Material for this task ->
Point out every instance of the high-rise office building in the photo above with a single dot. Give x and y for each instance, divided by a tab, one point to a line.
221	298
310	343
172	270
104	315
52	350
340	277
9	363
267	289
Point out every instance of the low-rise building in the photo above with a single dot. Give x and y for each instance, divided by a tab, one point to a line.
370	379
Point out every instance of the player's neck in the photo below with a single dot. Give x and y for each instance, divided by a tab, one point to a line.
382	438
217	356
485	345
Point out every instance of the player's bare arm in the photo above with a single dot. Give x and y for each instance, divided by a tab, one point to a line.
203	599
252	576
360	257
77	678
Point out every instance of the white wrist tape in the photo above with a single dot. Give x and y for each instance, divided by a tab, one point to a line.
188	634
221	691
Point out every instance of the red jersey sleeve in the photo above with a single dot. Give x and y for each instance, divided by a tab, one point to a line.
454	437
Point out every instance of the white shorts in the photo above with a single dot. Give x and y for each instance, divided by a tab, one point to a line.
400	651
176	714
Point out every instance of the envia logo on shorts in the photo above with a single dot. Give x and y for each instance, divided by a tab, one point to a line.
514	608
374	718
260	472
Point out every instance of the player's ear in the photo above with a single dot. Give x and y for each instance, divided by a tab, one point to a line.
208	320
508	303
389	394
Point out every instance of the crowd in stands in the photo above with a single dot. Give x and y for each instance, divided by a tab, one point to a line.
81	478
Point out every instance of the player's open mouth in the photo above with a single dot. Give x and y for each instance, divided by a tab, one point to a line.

Request -> Change every "single dot" in the data above to "single point", then write out all of the data again with nothing else altered.

Worked solution ->
Point out every instance of the high-rise office building in the photo above with a single point. Give x and y for each instance, divided by a tab, one point to a line.
221	298
310	343
172	270
104	315
52	350
340	277
9	363
267	289
Point out every instance of the low-rise building in the photo above with a single point. Give x and y for each instance, divided by a tab, one point to a line.
370	379
Point out every instance of the player's neck in the photo below with a single point. Give x and y for each instance, divided by a tab, one point to a line.
382	438
217	356
485	345
Point out every instance of the player's bare arm in the photo above with a single point. Give x and y for each instance, divided by a tab, one point to a line.
203	599
252	576
360	257
77	678
Point out every instance of the white wrist tape in the photo above with a single point. Give x and y for each instance, divided by a tab, one point to a line.
188	634
221	691
Point out every instance of the red jersey sleeve in the photo above with a single point. Give x and y for each instance, divided by a tab, one point to a line.
454	437
Point out every instance of the white shorts in the photo above with a single point. Give x and y for each instance, divided by a tab, one point to a line.
400	651
176	714
Point out every instance of the envia logo on shorts in the photo above with a single point. Give x and y for each instance, divided by a tab, one point to a line.
514	608
374	718
260	472
Point out every instance of the player's ear in the photo above with a single point. Give x and y for each instance, divided by a tab, one point to a line.
208	320
508	303
389	394
Point out every instance of the crowd in stands in the photo above with a single point. Give x and y for each instance, divided by a tab, one point to a line.
81	478
Point out every instance of the player's open mouth in the photo above with a single point. Give x and y for each instance, divided by a tab, one point to a line.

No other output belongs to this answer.